=== TASK DIRECTIONS ===
Repeat precisely, and only, the lines between the line containing "Every instance of the eyeglasses" and the end of the listing below, both ends included.
┌────────
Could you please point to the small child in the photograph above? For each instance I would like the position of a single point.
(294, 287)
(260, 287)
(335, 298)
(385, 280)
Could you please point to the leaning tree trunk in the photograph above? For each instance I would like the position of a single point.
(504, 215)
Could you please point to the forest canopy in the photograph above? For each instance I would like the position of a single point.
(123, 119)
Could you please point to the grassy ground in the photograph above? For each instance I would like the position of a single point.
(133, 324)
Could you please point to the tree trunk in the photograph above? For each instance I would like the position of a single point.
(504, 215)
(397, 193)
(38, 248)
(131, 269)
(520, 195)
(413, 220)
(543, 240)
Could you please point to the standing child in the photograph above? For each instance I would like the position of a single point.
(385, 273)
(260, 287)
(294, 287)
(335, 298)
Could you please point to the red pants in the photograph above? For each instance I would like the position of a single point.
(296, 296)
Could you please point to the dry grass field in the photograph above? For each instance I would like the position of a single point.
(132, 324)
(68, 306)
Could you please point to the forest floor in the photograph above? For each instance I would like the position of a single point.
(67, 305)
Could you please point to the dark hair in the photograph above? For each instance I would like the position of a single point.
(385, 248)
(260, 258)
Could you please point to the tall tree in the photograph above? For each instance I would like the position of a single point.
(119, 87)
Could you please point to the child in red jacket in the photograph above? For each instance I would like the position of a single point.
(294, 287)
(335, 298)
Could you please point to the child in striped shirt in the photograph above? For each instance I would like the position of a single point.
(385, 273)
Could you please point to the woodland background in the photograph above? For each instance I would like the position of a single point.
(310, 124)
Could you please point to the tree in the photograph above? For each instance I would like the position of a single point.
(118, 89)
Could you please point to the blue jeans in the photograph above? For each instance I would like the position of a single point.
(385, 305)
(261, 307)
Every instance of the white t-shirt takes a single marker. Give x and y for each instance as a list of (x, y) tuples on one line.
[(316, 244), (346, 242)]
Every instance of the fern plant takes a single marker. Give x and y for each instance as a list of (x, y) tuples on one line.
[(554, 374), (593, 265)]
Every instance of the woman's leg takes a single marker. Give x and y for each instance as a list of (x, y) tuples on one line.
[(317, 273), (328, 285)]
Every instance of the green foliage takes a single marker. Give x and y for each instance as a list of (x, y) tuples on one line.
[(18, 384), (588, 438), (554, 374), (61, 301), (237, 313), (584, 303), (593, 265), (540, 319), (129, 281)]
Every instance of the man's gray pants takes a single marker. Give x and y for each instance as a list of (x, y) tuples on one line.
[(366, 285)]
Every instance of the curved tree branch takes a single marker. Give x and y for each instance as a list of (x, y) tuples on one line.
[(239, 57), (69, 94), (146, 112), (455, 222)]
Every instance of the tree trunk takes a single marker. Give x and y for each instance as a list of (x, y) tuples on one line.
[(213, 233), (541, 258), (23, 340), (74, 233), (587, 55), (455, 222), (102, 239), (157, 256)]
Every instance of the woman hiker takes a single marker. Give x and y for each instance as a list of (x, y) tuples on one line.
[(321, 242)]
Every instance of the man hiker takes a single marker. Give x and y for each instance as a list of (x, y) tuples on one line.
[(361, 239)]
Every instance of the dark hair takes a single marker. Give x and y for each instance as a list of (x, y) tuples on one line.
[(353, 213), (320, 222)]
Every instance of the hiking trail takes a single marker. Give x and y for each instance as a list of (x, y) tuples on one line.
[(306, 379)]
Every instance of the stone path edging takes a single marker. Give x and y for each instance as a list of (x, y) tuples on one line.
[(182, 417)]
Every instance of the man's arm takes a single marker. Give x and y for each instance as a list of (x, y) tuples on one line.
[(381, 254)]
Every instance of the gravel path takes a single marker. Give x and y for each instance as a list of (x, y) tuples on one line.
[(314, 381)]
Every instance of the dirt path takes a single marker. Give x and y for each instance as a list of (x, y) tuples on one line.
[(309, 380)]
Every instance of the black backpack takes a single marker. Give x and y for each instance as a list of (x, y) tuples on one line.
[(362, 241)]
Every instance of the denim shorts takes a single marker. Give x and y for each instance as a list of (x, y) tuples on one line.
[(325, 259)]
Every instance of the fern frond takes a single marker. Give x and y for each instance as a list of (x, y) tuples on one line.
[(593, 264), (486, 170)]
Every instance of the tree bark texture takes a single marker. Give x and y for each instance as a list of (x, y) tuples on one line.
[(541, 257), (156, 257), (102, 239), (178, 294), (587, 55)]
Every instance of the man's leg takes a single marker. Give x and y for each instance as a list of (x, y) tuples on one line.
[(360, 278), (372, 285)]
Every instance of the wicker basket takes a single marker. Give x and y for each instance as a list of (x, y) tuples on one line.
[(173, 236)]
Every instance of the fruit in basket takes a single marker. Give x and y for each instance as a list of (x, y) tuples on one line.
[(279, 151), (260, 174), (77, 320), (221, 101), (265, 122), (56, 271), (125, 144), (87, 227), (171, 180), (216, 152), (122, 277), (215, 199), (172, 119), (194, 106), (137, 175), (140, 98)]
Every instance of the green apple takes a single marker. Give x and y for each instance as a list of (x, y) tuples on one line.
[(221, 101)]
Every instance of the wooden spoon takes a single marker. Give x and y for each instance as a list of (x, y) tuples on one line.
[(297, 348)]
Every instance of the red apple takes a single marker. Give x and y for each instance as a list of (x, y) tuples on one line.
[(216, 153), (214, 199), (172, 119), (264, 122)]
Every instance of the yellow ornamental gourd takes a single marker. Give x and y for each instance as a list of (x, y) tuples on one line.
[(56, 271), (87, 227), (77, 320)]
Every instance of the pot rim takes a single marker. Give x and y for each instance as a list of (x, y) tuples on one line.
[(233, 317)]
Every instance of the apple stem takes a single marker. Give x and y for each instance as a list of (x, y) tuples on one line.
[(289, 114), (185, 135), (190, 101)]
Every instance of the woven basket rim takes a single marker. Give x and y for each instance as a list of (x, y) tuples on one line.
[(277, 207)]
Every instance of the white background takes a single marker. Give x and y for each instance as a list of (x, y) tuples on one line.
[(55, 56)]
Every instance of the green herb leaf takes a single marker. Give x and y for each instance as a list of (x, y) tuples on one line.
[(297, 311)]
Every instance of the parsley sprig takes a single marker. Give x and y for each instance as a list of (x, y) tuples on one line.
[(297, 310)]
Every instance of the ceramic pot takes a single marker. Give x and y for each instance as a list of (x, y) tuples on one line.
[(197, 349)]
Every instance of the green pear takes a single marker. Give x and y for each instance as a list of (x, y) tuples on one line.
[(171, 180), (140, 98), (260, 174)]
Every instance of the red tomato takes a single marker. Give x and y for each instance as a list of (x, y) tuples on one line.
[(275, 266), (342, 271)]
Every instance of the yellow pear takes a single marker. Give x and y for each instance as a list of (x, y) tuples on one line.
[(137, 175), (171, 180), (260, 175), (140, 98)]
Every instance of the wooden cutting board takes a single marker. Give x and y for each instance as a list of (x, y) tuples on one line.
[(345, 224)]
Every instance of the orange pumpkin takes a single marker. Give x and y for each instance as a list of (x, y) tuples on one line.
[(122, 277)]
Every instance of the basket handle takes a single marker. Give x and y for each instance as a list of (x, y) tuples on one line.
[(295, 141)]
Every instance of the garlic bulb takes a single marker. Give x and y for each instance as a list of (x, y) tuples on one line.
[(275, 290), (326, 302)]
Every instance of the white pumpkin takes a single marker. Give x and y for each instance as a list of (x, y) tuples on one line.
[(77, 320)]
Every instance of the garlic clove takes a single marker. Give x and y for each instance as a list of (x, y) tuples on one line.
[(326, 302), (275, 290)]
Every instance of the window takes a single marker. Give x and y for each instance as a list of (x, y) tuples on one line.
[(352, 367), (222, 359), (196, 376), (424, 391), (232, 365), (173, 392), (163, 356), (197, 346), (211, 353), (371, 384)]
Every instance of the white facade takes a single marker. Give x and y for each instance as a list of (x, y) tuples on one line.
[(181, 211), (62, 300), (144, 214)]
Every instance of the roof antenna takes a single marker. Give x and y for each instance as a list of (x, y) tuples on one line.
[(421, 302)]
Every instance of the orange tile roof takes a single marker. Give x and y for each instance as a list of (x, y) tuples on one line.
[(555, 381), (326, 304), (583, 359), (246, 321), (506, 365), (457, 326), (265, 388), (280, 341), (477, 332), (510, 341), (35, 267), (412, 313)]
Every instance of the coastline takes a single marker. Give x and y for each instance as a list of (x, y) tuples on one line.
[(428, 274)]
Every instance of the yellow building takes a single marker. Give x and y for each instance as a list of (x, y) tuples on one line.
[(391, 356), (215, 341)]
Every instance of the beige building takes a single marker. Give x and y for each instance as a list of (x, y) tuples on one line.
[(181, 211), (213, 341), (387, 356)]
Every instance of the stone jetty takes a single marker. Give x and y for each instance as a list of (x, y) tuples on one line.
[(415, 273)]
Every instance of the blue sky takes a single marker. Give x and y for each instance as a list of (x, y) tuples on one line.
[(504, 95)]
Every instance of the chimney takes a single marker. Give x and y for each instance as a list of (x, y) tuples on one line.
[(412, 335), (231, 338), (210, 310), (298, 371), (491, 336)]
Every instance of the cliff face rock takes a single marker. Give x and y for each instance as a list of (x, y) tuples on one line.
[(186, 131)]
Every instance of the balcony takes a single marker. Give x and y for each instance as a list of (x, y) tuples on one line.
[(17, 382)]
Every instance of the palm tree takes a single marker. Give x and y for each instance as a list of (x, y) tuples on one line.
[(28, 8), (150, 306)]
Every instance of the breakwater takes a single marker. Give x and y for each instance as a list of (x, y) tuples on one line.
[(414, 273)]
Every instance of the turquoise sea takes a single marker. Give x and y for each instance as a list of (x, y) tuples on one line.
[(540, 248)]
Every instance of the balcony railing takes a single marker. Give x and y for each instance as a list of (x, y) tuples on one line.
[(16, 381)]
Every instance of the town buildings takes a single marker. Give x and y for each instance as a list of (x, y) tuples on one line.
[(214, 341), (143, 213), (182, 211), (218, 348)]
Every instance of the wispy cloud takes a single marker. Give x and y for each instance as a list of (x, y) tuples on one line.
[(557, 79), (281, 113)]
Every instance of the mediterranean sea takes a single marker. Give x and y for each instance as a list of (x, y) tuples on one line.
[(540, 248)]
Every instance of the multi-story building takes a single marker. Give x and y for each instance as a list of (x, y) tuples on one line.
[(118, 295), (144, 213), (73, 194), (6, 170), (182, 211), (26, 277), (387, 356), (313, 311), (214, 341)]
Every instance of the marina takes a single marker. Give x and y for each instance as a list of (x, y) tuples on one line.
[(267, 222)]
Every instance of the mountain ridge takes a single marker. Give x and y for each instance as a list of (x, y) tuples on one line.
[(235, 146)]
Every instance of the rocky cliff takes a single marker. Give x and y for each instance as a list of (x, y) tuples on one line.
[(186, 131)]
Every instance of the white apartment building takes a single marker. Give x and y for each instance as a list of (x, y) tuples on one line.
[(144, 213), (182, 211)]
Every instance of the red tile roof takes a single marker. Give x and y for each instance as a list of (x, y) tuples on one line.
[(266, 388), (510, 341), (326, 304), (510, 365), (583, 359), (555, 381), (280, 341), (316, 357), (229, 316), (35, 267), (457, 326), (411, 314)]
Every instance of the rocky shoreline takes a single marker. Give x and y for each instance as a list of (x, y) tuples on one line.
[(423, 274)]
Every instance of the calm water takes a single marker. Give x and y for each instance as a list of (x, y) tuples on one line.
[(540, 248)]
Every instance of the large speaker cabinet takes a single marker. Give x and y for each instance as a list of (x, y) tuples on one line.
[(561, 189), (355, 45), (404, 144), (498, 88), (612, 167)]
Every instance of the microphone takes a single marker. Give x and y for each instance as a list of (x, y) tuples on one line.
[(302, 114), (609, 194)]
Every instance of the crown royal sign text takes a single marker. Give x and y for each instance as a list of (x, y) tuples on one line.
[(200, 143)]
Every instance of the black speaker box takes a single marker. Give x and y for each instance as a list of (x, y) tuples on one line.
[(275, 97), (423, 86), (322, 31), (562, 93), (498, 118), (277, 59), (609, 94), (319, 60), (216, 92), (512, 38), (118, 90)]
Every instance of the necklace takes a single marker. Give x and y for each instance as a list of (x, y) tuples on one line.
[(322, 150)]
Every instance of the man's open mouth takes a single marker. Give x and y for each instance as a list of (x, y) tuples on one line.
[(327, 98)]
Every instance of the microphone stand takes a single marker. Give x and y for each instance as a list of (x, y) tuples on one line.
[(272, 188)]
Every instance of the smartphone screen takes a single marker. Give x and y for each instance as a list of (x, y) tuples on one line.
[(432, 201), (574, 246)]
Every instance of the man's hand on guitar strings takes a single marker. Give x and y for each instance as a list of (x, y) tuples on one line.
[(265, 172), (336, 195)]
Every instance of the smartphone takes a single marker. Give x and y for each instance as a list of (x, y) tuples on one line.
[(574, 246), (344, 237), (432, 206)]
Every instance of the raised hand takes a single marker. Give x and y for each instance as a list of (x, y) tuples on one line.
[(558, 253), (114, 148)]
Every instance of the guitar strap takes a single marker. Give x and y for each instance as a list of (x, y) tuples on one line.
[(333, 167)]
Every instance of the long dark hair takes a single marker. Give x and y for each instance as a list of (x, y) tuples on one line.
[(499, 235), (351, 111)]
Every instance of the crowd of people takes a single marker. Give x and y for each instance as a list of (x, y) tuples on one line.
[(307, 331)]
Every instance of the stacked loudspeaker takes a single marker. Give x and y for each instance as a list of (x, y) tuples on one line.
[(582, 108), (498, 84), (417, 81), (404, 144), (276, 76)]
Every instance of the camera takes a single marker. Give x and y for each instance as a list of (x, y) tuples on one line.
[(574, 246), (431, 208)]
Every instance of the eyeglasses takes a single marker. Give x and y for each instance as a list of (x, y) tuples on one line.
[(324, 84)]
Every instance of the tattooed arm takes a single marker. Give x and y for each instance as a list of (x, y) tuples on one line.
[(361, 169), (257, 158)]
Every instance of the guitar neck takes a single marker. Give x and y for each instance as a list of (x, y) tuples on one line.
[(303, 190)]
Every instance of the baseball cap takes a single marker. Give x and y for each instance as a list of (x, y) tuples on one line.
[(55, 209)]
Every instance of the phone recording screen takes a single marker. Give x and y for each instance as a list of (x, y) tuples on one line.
└────────
=== PROBLEM SOLUTION ===
Every instance of the eyeglasses takes a single marker. Give x and y for each instance as a list of (x, y) tuples on one line.
[(324, 84)]
Every instance of the tattooed arm takes a single marker. Give x and y for each instance as a list of (x, y) tuples on one line.
[(361, 169), (257, 158)]
Every instance of the guitar neck takes a single marker. Give x and y for each instance as a list of (x, y) tuples on one line.
[(303, 190)]
Every instance of the baseball cap takes a single marker. Give x and y for each instance as a list of (x, y) tuples on one line.
[(55, 209)]
Every instance of the phone recording screen takes a single marker. Give x and y for each instance as a list of (x, y) tuples on one line.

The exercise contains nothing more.